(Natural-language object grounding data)
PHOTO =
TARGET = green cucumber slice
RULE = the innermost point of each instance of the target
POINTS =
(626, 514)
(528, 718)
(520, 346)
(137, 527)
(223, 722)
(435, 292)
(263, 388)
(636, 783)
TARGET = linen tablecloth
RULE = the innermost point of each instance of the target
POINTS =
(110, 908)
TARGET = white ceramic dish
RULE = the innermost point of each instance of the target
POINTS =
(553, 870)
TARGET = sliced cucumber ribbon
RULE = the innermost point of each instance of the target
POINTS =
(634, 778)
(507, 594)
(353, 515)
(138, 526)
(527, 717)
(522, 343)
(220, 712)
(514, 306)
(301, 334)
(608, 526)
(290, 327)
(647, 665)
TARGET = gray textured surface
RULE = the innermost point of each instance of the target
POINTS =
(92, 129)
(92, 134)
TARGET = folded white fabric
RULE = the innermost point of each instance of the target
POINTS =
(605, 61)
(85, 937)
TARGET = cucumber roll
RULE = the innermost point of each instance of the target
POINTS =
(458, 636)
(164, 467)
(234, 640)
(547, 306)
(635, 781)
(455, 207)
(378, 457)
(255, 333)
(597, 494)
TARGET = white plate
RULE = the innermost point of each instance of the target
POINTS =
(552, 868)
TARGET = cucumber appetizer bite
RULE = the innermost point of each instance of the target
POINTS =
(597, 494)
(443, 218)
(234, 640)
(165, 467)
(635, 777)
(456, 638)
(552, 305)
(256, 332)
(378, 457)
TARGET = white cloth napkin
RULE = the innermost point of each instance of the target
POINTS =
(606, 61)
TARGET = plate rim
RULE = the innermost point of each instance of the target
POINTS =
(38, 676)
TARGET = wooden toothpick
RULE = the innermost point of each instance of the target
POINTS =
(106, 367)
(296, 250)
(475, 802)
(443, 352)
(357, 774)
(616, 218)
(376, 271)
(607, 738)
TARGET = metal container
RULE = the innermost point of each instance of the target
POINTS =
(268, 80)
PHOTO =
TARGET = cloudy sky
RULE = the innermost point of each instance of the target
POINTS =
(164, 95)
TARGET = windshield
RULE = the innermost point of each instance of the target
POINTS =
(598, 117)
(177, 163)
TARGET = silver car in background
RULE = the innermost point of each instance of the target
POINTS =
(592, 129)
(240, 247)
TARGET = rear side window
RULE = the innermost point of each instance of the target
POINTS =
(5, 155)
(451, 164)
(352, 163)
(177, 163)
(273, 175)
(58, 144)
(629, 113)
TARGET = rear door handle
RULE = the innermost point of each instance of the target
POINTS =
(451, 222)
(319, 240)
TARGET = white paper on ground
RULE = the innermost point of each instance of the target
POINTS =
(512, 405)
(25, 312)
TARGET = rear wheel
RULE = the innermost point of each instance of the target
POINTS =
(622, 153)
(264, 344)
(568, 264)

*TASK TO COMPLETE*. The answer must be a word-for-word transcription of every record above.

*SOLUTION TO THIS TASK*.
PHOTO =
TARGET = green cucumber slice
RULE = the innermost point of each instance of the target
POINTS =
(626, 514)
(528, 718)
(520, 346)
(137, 527)
(223, 722)
(435, 292)
(263, 388)
(636, 783)
TARGET = linen tablecloth
RULE = the innermost point of each instance of the target
POINTS =
(110, 908)
TARGET = white ceramic dish
RULE = the innermost point of each instance of the target
POINTS =
(553, 870)
TARGET = sliced cucumber ribbon
RULE = the innermost point of each instance of the target
POINTS =
(634, 778)
(507, 594)
(353, 515)
(138, 526)
(527, 717)
(522, 343)
(220, 712)
(514, 306)
(301, 334)
(608, 526)
(290, 327)
(647, 665)
TARGET = gray textured surface
RULE = the innermost point of each instance of the target
POINTS =
(92, 129)
(92, 134)
TARGET = folded white fabric
RULE = the innermost point of each instance of the target
POINTS =
(605, 61)
(85, 937)
TARGET = cucumber roll
RULE = the innermost point of each instance of the target
POINTS =
(458, 636)
(164, 467)
(234, 640)
(547, 306)
(635, 781)
(455, 207)
(378, 457)
(255, 333)
(597, 494)
TARGET = white plate
RULE = the innermost point of each instance of the target
POINTS =
(552, 868)
TARGET = cucumber appetizer bite
RULE = the innermost point of each instance of the target
POINTS =
(597, 494)
(443, 218)
(234, 640)
(165, 467)
(635, 777)
(456, 638)
(552, 305)
(256, 332)
(378, 457)
TARGET = white cloth napkin
RULE = the innermost point of each instance of the target
POINTS =
(606, 61)
TARGET = plate rim
RULE = the innermost point of each instance of the target
POINTS =
(38, 676)
TARGET = wooden toothpick
RULE = the innermost point of each instance of the target
POINTS =
(106, 367)
(296, 250)
(475, 802)
(443, 352)
(357, 774)
(616, 218)
(376, 271)
(607, 738)
TARGET = metal container
RULE = the innermost point of each instance of the target
POINTS =
(268, 80)
PHOTO =
TARGET = cloudy sky
RULE = the innermost point of each instance of the target
POINTS =
(164, 95)
TARGET = windshield
RULE = the innermost point of each instance of the target
POINTS =
(598, 117)
(177, 163)
TARGET = silver car in background
RULE = the innermost point of each instance of the target
POINTS =
(592, 129)
(240, 247)
TARGET = rear side window
RULE = the innermost point of each instance of the target
POINTS =
(5, 155)
(451, 164)
(352, 163)
(177, 163)
(273, 175)
(58, 144)
(629, 113)
TARGET = rear door handle
RULE = the innermost point of each instance of the target
POINTS =
(451, 222)
(319, 240)
TARGET = white paper on ground
RULE = the innermost point of each instance of the target
POINTS =
(512, 405)
(25, 312)
TARGET = rear wheel
RULE = the innermost point of each instance of the target
POINTS =
(622, 153)
(264, 344)
(568, 264)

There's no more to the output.